New York Post

THAT SICK FEELING

Virus, weak data erase markets’ 2020 gains

- tmcenery@nypost.com By THORNTON McENERY

The coronaviru­s has Wall Street feeling nauseous over the economy.

The Dow Jones industrial average plummeted more than 600 points Friday, erasing all of its gains for the year as the viral, flu-like outbreak in China, combined with weak economic data, stoked worries that a global slowdown may be in store.

Delta, United and American Airlines said Friday they’re cancelling all flights between the US and China, fanning fears that the epidemic is poised to put the brakes on the world economy. A profit warning from Caterpilla­r, meanwhile, raised fresh alarms about the outlook for growth.

INFORMATION
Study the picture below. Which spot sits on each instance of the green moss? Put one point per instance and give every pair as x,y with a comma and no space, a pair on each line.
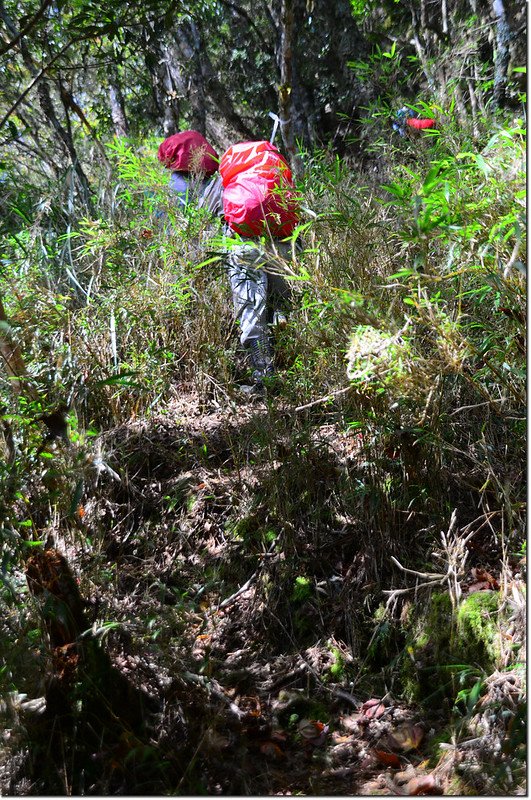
445,650
477,628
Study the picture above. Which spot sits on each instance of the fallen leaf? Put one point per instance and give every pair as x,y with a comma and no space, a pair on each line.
478,587
423,784
387,759
372,709
313,731
271,750
479,574
407,737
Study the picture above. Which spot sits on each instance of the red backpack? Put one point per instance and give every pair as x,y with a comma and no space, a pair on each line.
188,151
258,192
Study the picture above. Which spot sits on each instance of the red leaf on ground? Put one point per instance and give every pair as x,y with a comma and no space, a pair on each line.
271,750
313,731
372,709
479,574
387,759
423,784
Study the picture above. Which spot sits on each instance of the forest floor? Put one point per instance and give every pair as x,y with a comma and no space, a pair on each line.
239,626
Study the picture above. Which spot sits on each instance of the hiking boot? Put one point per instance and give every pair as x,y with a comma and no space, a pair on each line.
279,321
261,358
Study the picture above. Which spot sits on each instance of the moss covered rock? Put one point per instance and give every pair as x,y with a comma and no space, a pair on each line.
446,650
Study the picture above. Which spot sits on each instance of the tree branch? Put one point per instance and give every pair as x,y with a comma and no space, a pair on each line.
31,24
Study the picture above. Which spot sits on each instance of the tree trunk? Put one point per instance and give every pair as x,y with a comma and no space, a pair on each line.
205,81
285,89
501,61
117,104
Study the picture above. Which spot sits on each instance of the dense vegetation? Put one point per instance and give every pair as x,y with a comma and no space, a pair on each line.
319,590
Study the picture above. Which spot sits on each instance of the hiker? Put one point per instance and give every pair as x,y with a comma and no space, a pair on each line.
243,197
245,194
407,118
192,161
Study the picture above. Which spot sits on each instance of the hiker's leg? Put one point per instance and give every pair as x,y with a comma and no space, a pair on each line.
279,290
249,284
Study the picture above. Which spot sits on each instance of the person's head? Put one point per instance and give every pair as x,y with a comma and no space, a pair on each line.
189,152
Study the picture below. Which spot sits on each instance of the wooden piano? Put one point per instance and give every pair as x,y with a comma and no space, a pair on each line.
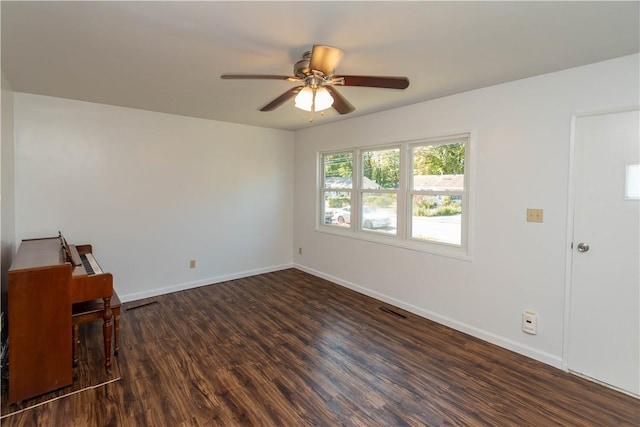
46,277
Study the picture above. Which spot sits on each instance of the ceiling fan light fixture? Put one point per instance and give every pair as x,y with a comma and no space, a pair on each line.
314,99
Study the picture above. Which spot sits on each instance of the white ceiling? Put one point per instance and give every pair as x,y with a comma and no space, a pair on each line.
168,56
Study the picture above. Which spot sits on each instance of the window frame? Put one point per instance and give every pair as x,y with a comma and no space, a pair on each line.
402,238
411,191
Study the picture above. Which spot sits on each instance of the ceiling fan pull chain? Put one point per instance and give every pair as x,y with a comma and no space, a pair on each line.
313,105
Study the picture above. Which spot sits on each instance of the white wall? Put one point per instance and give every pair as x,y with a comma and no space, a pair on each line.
520,160
152,191
7,204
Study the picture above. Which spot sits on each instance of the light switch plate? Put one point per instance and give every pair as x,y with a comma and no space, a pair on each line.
534,215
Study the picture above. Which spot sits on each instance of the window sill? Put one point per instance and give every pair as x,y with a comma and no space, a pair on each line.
390,240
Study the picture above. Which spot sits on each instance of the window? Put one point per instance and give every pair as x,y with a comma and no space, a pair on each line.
337,184
437,191
379,190
411,194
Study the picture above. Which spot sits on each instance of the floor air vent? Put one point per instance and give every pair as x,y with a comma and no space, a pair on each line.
395,313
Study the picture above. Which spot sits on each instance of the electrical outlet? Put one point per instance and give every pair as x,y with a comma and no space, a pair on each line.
535,215
530,322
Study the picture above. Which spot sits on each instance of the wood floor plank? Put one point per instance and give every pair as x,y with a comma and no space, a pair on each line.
290,349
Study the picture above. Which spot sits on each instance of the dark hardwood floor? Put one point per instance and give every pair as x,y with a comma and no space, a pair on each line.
290,349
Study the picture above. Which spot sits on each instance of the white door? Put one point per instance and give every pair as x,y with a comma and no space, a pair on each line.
604,326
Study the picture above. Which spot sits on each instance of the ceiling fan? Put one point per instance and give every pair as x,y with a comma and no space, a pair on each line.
315,71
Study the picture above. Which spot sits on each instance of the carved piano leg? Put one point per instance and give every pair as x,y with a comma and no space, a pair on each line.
106,331
76,341
116,320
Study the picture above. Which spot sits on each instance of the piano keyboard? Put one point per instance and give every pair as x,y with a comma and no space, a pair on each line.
90,264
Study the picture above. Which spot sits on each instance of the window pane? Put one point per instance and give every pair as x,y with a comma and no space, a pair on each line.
338,170
437,218
438,167
335,201
381,169
379,212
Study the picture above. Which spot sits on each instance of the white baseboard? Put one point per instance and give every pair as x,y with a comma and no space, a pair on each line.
530,352
204,282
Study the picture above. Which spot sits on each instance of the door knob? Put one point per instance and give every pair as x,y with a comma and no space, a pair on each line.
583,247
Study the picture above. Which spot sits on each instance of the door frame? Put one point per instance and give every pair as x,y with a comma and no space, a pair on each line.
570,229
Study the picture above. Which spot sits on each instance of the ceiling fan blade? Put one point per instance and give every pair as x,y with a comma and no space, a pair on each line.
340,103
375,81
282,99
258,76
324,59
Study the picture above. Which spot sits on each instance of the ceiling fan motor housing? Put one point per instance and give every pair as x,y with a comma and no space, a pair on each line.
301,68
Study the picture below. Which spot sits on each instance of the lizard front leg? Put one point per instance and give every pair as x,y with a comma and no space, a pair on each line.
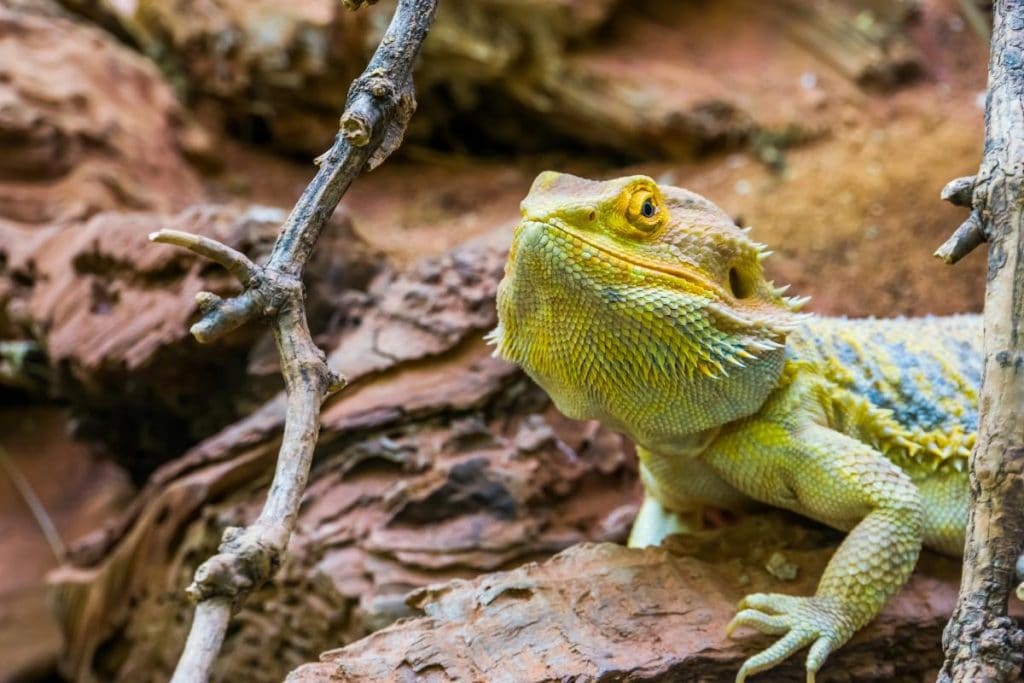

EXERCISE SET
- 1) Can you extract the stretch from "THAT SICK FEELING" through "be in store." in the New York Post article on the virus and the markets, word for word?
- 2) How would the New York Post article on the virus and the markets go on? Write what comes next after its final sentence.

OUTPUTS BY TASK
- 1)
THAT SICK FEELING

Virus, weak data erase markets’ 2020 gains

- tmcenery@nypost.com By THORNTON McENERY

The coronaviru­s has Wall Street feeling nauseous over the economy.

The Dow Jones industrial average plummeted more than 600 points Friday, erasing all of its gains for the year as the viral, flu-like outbreak in China, combined with weak economic data, stoked worries that a global slowdown may be in store.

- 2)
The dire corporate news came after the World Health Organizati­on declared the coronaviru­s — which has sickened more than 9,500 and killed more than 200 — an internatio­nal emergency. The Trump Administra­tion followed suit moments before the market closed, deeming the outbreak a public health emergency and barring entry to the country for anyone who has traveled to China within the last 14 days.

The Dow finished down 603.41 points, or 2.1 percent, at 28,256.03. The S&P 500 was down 58.14 points, or 1.8 percent, at 3,225.52.

“This is very ugly,” said one

New York-based macro trader. “This virus is making it hard to ignore all the stuff we’ve been ignoring for months.”

Investors dropped stocks and bonds as they headed for safe havens, including Treasurys and gold. Energy was the worst stock sector, as Exxon Mobil and Chevron each dropped more than 4 percent after disappoint­ing results.

Meanwhile, copper prices — a key indicator of future constructi­on activity — fell for the 13th straight day on Thursday, an unpreceden­ted fall.

“I’ve been trading copper for 40 years and I’ve never seen anything like it,” said Grenville Craig, founder of Tiverton Trading. “Down 13 days in a row? It’s unbelievab­le.”

Craig also noted that the price of gold has soared as central banks stockpiled the precious metal in a move that usually precipitat­es an economic slowdown.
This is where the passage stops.